• **What the task asks**
Below are records with pictures; copy word for word only the lines between the line with "column 354, row 110" and the line with "column 474, row 258", inclusive, and drop the pictures.

Referring expression pointing data
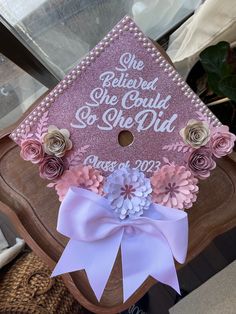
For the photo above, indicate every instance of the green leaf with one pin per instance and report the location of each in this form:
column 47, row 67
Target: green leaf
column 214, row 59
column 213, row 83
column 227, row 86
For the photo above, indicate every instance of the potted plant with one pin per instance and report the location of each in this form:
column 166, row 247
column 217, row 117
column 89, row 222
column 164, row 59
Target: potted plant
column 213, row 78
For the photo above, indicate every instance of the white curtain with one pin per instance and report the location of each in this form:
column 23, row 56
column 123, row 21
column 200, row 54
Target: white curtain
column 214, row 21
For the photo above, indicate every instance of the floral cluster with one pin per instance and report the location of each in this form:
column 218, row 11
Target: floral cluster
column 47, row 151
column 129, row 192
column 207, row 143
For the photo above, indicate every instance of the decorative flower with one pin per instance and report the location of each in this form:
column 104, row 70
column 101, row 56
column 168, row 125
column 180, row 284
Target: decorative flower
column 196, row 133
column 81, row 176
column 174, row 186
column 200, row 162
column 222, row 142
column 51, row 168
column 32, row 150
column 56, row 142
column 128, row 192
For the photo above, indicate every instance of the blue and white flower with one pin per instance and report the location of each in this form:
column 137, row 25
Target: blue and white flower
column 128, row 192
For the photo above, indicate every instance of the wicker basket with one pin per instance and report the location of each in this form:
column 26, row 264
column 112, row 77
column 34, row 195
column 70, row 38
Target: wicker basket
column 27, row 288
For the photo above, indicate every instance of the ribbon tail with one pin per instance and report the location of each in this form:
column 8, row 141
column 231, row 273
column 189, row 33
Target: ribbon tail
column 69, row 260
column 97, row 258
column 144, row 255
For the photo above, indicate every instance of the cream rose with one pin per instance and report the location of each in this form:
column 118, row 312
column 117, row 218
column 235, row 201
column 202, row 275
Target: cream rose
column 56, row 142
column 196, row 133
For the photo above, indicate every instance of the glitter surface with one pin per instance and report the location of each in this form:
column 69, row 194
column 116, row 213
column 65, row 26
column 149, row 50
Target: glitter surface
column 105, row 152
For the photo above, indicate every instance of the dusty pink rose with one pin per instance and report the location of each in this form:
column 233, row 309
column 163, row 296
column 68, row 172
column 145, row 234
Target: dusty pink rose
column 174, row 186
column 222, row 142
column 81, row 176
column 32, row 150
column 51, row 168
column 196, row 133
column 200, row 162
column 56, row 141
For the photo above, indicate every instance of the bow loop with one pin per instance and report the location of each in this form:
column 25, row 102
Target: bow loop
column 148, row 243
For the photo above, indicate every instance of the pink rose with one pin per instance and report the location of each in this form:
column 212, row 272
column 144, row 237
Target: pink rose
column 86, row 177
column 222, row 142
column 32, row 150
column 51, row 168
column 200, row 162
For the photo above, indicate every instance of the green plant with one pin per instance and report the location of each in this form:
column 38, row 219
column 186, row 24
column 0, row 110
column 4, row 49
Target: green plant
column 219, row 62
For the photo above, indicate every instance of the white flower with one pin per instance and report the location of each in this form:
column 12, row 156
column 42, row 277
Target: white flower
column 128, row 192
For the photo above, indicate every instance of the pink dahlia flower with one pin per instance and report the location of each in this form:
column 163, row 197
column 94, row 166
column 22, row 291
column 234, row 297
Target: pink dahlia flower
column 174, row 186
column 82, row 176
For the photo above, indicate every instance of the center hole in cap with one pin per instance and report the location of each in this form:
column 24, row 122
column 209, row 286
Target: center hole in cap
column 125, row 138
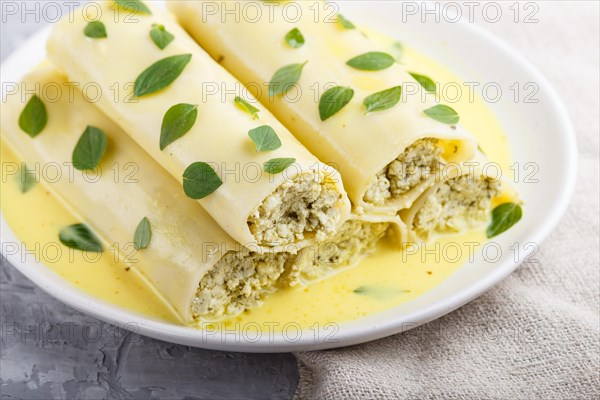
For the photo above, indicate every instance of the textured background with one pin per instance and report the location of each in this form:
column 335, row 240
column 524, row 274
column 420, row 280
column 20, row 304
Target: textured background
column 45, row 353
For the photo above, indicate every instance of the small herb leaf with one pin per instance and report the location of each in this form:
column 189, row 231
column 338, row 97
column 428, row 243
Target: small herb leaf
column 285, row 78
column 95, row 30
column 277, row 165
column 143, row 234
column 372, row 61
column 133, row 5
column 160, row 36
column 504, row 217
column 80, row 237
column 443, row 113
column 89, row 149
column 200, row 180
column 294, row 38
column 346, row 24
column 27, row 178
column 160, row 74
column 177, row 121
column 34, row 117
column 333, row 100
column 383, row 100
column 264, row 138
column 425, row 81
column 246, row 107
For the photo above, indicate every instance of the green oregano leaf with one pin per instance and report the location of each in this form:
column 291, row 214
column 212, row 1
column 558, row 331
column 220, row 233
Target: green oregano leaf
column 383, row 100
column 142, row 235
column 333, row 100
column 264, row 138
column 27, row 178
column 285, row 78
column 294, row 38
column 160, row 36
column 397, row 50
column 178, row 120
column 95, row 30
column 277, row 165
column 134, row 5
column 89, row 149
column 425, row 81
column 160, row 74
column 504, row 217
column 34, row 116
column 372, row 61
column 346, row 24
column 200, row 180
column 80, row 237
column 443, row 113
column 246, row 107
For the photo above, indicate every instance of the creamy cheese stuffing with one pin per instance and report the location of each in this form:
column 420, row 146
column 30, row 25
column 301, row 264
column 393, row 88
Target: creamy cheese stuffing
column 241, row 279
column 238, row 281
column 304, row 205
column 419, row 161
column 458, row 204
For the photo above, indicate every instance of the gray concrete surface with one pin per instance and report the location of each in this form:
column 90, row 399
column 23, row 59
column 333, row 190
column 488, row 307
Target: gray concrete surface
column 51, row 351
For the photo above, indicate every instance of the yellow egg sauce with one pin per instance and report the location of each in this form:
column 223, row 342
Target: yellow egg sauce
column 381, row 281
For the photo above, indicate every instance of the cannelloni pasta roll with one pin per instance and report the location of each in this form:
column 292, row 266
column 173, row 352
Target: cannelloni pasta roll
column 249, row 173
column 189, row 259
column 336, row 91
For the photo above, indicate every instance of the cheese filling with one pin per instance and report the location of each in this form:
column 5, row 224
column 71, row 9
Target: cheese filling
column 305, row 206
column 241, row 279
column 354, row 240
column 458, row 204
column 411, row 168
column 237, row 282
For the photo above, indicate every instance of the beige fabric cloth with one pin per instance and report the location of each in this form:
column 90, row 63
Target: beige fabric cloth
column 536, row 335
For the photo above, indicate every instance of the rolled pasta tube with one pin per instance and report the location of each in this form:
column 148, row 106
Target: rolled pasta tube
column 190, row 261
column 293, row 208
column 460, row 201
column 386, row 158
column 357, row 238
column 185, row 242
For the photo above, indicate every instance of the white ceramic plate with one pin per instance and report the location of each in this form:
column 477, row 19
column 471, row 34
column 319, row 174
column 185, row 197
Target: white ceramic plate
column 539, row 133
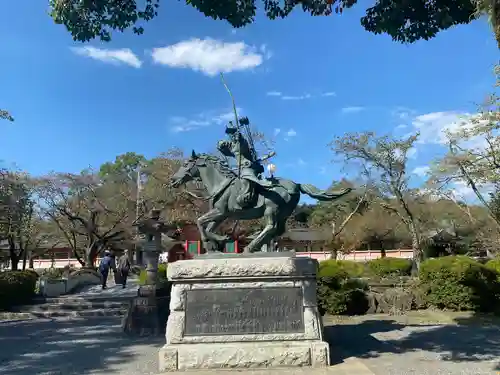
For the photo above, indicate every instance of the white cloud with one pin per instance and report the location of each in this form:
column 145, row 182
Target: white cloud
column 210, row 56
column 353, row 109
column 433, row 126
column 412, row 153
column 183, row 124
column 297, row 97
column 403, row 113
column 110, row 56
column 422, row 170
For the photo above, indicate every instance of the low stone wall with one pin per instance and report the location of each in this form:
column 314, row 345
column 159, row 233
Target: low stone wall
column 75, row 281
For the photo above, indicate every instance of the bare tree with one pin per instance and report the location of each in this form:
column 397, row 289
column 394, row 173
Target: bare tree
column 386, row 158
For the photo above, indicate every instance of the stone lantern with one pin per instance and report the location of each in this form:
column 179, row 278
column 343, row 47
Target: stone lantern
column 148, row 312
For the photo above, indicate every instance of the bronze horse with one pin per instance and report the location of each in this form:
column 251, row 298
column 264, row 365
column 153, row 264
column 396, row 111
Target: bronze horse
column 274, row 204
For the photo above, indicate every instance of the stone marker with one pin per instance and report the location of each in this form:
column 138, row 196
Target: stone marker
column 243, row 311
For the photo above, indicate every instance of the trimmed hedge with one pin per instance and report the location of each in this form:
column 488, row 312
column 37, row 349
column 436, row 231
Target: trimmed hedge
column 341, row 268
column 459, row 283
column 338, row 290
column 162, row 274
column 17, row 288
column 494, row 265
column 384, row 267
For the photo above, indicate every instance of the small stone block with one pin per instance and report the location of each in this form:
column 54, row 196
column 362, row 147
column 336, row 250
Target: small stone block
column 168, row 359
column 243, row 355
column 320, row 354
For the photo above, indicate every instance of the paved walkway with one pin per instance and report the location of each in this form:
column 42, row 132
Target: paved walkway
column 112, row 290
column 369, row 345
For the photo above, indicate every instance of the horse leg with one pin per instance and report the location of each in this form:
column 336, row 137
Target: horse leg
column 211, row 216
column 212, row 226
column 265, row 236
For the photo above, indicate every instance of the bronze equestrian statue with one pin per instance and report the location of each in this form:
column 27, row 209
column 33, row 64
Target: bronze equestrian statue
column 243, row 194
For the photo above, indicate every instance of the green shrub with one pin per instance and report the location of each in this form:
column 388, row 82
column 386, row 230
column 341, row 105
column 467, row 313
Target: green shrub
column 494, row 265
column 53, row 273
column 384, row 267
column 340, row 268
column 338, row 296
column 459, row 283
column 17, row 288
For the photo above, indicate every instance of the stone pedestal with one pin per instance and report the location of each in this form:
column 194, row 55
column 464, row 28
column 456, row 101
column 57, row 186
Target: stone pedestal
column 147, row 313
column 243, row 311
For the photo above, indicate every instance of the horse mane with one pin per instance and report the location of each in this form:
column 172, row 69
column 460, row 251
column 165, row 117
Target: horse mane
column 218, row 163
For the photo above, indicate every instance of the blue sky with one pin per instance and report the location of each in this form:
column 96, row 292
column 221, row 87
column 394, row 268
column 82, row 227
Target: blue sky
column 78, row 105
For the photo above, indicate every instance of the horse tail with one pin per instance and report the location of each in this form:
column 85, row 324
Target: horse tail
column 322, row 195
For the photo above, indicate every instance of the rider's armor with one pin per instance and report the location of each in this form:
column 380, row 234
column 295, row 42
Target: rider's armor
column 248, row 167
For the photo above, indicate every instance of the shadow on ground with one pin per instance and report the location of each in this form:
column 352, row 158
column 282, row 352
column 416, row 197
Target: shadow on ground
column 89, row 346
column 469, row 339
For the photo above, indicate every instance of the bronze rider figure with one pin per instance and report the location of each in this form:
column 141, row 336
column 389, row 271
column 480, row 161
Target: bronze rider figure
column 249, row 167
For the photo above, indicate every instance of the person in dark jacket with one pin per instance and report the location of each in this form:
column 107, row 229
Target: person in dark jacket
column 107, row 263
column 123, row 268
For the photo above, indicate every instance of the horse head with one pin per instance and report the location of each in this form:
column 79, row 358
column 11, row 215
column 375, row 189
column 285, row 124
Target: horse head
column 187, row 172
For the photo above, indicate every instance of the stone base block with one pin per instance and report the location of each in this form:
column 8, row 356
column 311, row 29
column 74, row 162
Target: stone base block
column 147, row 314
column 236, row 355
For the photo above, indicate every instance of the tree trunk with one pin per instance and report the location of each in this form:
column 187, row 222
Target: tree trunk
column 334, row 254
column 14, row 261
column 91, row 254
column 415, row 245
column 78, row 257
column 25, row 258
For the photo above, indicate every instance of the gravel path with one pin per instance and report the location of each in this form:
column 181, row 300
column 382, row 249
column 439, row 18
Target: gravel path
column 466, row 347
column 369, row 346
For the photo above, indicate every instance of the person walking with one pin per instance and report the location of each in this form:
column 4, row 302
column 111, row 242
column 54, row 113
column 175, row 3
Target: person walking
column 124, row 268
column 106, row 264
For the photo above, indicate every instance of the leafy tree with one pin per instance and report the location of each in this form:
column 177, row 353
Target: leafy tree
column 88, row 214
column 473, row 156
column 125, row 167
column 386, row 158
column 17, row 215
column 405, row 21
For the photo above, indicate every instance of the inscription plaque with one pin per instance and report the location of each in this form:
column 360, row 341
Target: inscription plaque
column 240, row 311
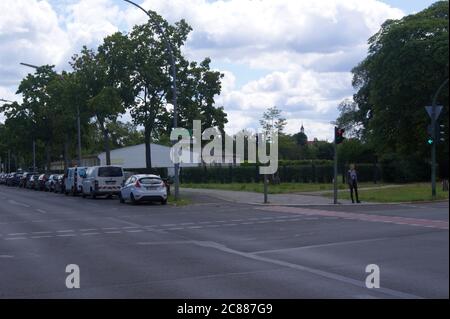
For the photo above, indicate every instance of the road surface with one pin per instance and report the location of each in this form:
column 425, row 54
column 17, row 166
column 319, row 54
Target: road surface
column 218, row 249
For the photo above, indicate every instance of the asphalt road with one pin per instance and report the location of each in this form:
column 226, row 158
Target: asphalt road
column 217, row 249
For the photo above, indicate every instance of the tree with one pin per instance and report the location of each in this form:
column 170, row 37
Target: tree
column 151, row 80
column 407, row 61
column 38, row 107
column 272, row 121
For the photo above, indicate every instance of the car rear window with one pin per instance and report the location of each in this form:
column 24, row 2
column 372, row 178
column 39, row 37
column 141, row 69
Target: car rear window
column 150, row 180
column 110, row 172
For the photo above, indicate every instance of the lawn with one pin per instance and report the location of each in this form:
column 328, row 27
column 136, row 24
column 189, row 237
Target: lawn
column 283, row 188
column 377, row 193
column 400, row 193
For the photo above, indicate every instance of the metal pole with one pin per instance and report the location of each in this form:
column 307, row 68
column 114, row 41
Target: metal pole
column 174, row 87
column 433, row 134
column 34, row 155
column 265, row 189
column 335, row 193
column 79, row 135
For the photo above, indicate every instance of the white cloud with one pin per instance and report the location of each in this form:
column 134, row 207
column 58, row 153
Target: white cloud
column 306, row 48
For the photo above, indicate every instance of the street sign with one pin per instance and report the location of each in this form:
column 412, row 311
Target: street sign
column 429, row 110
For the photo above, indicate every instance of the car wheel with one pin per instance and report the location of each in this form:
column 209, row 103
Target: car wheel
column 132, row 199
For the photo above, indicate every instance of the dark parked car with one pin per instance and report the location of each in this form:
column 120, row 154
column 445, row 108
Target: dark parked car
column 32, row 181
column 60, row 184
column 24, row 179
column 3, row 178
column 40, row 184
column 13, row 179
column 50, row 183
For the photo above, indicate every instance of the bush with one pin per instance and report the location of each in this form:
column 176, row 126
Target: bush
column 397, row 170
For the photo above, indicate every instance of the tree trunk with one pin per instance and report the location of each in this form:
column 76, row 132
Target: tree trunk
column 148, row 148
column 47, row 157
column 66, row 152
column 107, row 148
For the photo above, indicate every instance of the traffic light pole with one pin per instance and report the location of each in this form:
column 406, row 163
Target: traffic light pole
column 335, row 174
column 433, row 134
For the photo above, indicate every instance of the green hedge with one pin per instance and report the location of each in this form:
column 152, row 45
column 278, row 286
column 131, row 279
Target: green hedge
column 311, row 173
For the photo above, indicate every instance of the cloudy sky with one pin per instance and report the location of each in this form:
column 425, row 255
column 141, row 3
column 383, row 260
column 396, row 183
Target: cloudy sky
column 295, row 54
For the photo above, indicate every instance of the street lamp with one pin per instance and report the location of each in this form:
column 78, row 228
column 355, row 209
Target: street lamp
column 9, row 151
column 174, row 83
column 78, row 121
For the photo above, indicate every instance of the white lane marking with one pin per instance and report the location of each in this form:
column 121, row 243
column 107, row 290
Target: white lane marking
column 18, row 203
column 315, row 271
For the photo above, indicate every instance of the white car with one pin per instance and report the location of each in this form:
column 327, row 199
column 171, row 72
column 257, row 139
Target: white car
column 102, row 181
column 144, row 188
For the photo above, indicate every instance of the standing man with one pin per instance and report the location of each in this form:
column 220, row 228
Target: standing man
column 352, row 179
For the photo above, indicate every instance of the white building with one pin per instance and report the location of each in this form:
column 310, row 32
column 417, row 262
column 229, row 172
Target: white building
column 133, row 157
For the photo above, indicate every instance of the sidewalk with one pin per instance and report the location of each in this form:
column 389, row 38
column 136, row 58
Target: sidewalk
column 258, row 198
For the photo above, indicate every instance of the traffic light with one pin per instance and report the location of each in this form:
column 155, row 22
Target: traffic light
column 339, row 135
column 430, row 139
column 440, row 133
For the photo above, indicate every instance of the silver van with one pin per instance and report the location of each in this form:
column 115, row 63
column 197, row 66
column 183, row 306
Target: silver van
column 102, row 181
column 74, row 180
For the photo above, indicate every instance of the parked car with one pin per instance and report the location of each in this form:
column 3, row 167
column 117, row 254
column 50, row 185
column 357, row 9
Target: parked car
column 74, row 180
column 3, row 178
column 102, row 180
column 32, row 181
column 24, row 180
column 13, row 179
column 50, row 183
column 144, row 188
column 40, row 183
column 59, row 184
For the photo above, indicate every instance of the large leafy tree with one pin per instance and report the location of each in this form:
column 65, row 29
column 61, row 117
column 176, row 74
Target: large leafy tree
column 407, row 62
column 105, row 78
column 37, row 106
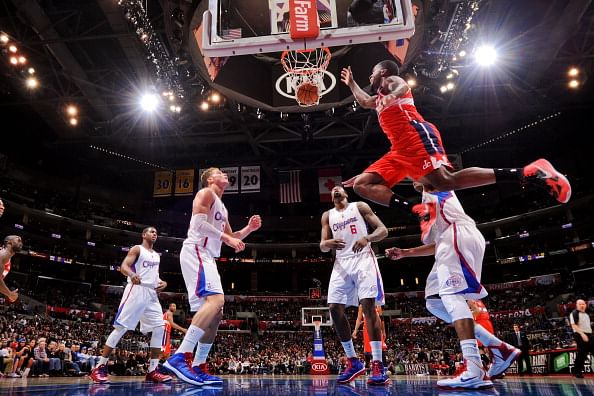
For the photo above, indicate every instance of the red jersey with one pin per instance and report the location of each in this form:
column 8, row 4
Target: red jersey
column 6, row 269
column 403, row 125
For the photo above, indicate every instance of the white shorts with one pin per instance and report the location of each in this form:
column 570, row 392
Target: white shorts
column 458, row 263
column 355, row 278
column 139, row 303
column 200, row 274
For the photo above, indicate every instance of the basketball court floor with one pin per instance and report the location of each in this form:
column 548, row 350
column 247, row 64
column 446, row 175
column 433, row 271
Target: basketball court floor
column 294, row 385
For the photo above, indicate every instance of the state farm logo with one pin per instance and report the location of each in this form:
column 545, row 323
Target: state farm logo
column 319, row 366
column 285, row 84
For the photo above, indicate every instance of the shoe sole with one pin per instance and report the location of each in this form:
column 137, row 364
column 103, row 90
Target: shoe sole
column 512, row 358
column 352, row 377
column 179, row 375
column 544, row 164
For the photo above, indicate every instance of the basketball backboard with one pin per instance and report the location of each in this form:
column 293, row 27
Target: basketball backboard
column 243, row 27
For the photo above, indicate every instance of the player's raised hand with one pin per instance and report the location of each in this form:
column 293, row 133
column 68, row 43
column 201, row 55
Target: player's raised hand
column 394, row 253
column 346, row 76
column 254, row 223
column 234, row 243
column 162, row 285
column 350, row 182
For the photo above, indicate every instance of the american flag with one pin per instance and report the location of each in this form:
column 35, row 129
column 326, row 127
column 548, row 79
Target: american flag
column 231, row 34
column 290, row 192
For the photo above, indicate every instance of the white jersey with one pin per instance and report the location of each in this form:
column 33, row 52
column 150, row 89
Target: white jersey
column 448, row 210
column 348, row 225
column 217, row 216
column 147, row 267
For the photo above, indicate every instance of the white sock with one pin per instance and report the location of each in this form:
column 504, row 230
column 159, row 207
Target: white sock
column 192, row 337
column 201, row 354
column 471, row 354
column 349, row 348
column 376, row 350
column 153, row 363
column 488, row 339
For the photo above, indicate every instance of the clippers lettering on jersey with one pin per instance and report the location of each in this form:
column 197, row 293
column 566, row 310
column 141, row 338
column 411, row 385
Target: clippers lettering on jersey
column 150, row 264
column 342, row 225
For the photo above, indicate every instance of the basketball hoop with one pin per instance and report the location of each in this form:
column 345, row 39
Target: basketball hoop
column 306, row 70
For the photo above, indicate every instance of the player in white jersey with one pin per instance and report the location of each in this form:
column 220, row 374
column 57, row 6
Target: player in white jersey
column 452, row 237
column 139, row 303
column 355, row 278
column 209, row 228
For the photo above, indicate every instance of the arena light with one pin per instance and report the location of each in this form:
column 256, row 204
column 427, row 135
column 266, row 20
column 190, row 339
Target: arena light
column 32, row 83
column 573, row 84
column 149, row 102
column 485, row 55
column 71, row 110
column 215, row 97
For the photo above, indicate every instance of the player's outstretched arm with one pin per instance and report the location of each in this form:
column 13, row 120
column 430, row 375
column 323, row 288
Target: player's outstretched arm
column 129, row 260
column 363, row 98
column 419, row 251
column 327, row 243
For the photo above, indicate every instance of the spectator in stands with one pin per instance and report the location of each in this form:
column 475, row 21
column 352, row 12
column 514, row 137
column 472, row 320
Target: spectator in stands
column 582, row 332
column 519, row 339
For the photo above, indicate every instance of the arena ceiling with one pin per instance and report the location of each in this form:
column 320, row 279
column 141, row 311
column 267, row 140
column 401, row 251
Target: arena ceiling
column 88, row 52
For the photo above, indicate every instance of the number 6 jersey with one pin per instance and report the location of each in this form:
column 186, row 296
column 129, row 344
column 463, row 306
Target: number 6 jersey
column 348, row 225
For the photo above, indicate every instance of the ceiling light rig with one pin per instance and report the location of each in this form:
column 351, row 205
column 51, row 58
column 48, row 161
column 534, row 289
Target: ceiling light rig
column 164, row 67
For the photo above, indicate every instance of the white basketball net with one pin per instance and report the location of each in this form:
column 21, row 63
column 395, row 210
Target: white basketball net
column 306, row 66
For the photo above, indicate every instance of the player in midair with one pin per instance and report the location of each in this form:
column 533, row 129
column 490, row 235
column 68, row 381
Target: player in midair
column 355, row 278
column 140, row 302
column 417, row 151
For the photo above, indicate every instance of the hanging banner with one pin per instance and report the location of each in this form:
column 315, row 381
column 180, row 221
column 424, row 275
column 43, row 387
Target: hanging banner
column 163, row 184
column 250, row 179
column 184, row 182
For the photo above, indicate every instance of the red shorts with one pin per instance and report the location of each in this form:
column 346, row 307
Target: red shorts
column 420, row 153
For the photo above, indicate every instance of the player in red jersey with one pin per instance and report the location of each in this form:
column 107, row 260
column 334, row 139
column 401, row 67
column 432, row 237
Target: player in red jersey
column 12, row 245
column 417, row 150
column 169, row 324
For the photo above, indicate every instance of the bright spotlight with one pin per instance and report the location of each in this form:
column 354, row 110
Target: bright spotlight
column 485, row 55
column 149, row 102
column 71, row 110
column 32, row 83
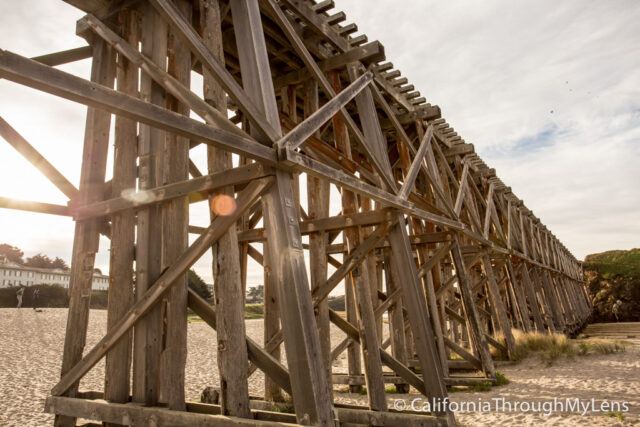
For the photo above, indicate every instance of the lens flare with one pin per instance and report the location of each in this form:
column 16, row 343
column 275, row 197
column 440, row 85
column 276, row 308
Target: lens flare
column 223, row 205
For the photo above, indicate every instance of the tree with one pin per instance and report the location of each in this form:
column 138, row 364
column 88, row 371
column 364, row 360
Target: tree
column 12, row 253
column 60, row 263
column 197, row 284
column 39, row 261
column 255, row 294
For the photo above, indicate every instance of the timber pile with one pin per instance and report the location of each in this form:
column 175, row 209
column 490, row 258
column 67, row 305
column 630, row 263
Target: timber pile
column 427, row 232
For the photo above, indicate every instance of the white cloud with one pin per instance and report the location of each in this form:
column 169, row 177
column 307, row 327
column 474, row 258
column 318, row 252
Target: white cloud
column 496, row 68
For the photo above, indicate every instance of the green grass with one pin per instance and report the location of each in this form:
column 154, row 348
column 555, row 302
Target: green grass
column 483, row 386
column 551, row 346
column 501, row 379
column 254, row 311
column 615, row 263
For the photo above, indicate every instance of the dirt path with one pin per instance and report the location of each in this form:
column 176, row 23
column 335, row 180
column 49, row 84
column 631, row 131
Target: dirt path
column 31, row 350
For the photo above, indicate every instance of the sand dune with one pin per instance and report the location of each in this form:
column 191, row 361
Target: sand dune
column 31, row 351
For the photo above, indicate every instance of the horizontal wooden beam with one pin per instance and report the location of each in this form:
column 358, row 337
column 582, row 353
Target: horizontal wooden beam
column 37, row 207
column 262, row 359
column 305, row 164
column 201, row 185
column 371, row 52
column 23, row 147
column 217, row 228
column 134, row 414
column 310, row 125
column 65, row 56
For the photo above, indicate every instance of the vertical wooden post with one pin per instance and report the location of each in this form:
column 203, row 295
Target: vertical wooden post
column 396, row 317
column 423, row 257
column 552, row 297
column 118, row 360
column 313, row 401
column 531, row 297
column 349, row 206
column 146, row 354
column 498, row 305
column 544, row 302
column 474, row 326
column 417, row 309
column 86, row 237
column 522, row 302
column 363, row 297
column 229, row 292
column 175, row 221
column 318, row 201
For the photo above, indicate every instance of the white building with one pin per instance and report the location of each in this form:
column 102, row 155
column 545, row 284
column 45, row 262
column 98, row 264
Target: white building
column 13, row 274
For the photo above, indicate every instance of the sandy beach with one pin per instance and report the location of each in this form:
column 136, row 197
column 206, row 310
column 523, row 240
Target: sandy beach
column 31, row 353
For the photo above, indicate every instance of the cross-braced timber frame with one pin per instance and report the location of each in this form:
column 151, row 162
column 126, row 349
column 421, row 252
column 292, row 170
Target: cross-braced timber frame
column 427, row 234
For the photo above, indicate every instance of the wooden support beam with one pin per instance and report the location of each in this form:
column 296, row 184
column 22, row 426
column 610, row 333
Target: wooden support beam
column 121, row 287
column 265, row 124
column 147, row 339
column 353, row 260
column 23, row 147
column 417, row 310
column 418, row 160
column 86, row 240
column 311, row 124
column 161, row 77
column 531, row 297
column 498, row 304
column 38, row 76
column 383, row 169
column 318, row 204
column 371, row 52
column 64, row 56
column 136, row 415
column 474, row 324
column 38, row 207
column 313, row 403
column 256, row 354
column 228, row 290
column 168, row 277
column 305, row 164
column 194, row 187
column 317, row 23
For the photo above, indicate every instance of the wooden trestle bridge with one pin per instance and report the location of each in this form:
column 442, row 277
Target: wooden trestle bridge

• **Answer to the exercise**
column 354, row 110
Target: bright spotlight
column 485, row 55
column 149, row 102
column 71, row 110
column 32, row 83
For the photo above, indicate every instance of the lens flare with one pin per instance and report the location of each in this form:
column 16, row 343
column 275, row 197
column 440, row 85
column 276, row 308
Target: lens flare
column 223, row 205
For the photo above, indicate every instance of the tree with one pin per instance and report the location of each in this form:
column 138, row 364
column 88, row 371
column 364, row 360
Target: tree
column 12, row 253
column 60, row 263
column 197, row 284
column 39, row 261
column 255, row 294
For the photo above, indicate every instance of the timber pile with one pin per instance and report the location of each in this form:
column 175, row 209
column 490, row 258
column 67, row 305
column 630, row 263
Target: timber pile
column 427, row 232
For the photo above, indicate every instance of the white cloud with one pin per instance and report the location of each in this form:
column 169, row 177
column 307, row 327
column 474, row 258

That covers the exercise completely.